__What to do__:
**1.** In the forum thread on choosing a light fixture, what wattage of power compact lighting does dennis have over his 10 gallon tank?
**2.** From the forum thread on choosing a light fixture, extract the passage from "My requirements: (tank" up to and including "you want them.".

__Given text__:
# Help me pick my light fixture for my 10 gallon standard, please.



## Osteomata (Jan 11, 2005)

Man! so many options if you have a 36" or greater tank, but for my 20" 10 gallon there just aren't as many choices. What would you buy? I am looking at the Current USA line, I like the orbit light but 80 watts seems excessive, no? The Current USA 1x40 watt model seems good, but I can't find a retailer that will subsititute the 10K/atcinic for a 6700K on the 20" version.
My requirements: (tank is 10 gallons standard, DIY CO2, wide plant mix)
Supports High light plants
Attractive appearance
Leg mounting option a plus
Installed LED Moon light a plus


----------



## paul236313 (Jul 23, 2004)

Coralife has a 20 inch strip light....28 watt 50/50 square pin base compact fluorescent lamp.It cost about 36 bucks and you can buy the mounting legs if you want them.
If you have some money to burn you can get this...20" Orbit PC / Lunar Lights 2-40W/1-Moon (Current)..price 119.99


----------



## tsunami (Jan 24, 2004)

Current USA's 1x40w setup (think it is the satellite one) will provide greater amounts of lighting than the 1x28 watt. I setup a tank for the resident head of my dormitory with a 1x28w, and she could grow only low light plants in it (and Rotala rotundifolia).

Carlos


----------



## dennis (Mar 1, 2004)

Well, I have a 36 watt PC over my 10 gallon and it seems to provide sufficient lighting for my needs. Plants like Elatine, glosso, HM, HC, Bylxa japonica etc have all grown just fine under this lighting. AH supply has good retrofit kits. Talk to Carlos about his hood if you are intrested something custom


----------



## turtlehead (Nov 27, 2004)

__Dataset excerpt__:

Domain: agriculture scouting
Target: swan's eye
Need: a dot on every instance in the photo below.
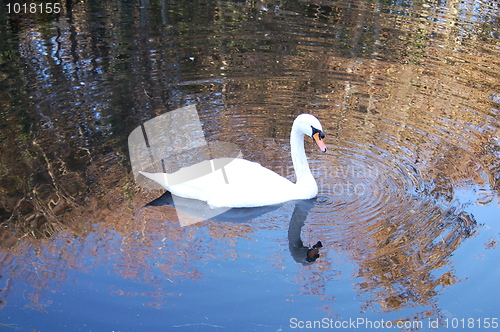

__Responses by task__:
**1.** 36 watts

**2.**
My requirements: (tank is 10 gallons standard, DIY CO2, wide plant mix)
Supports High light plants
Attractive appearance
Leg mounting option a plus
Installed LED Moon light a plus


----------



## paul236313 (Jul 23, 2004)

Coralife has a 20 inch strip light....28 watt 50/50 square pin base compact fluorescent lamp.It cost about 36 bucks and you can buy the mounting legs if you want them.